INFORMATION SHOWN:
======

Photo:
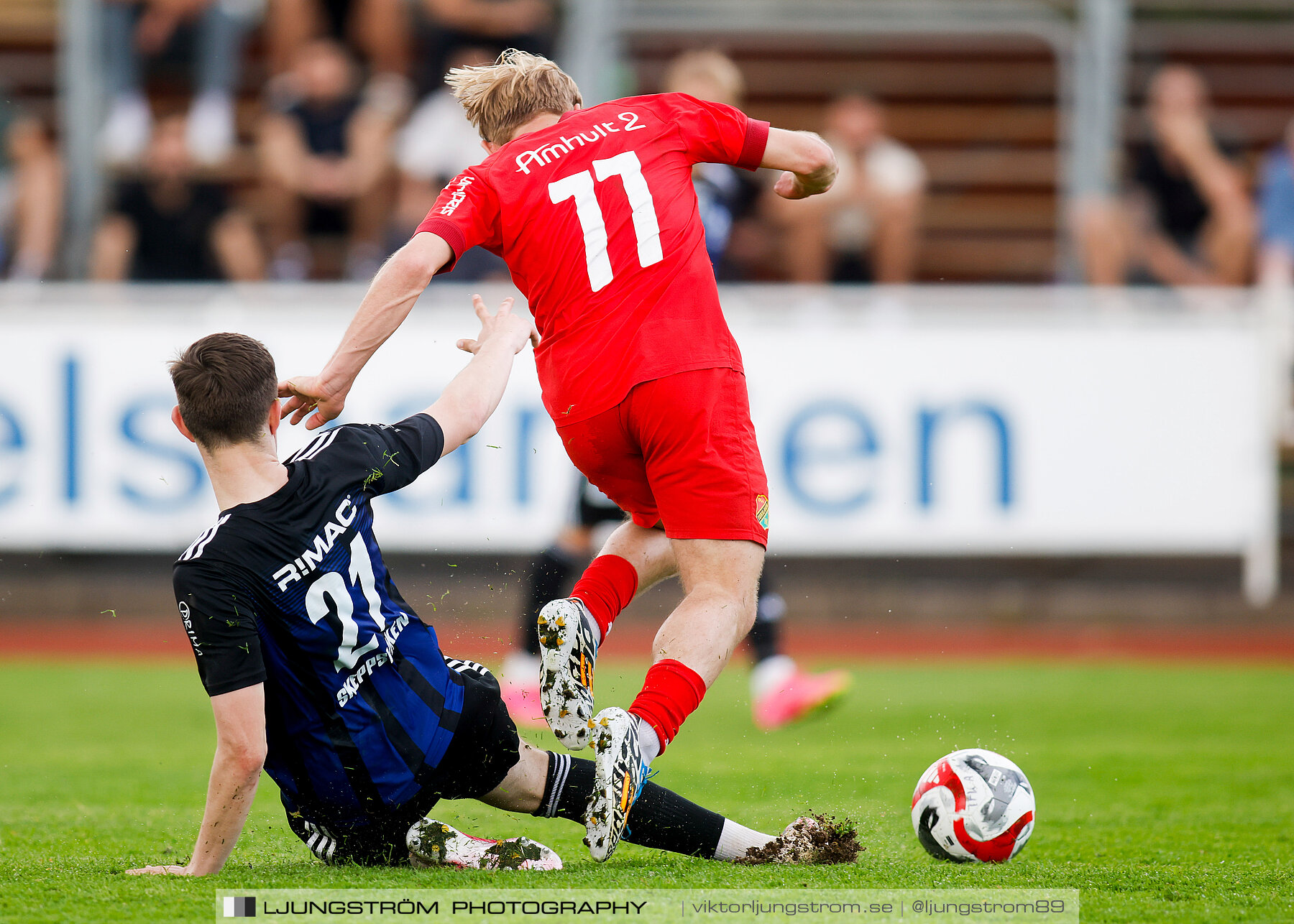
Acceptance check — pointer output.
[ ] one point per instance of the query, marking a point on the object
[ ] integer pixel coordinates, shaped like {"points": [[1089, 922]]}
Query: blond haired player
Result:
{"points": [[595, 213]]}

======

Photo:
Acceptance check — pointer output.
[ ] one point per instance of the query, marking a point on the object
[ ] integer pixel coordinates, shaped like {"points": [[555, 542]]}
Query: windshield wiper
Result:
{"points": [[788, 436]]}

======

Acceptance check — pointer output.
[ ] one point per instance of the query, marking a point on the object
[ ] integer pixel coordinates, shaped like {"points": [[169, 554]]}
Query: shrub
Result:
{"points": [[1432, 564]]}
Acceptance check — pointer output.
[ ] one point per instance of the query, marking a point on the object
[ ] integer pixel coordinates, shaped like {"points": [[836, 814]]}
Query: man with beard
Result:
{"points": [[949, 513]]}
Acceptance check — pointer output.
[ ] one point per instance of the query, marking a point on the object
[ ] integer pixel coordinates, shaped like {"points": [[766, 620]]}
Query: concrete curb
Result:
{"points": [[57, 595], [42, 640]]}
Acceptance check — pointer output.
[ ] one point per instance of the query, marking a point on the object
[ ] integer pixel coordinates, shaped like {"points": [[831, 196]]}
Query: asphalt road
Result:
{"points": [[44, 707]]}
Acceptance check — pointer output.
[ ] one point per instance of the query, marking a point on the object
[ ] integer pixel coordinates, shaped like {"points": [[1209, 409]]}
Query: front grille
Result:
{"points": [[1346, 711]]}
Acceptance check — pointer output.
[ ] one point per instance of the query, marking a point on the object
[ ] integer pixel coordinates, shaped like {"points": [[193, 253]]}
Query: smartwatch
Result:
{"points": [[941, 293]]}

======

WHAT TO WORK ON:
Search the records for the word "shaped". Copy each line where it appears.

EXPECTED ANSWER:
[ ] integer pixel coordinates, shaped like {"points": [[1089, 922]]}
[ ] integer pixel coordinates, shaped like {"points": [[555, 542]]}
[ ] integer pixel coordinates, shaped like {"points": [[169, 554]]}
[ ] integer pixel coordinates, shaped like {"points": [[836, 814]]}
[ ] integer pixel coordinates, shaped like {"points": [[766, 620]]}
[ ] integer pixel coordinates, shaped like {"points": [[831, 196]]}
[ ] integer pixel coordinates, shaped like {"points": [[1209, 409]]}
[ ] integer pixel coordinates, shaped like {"points": [[193, 253]]}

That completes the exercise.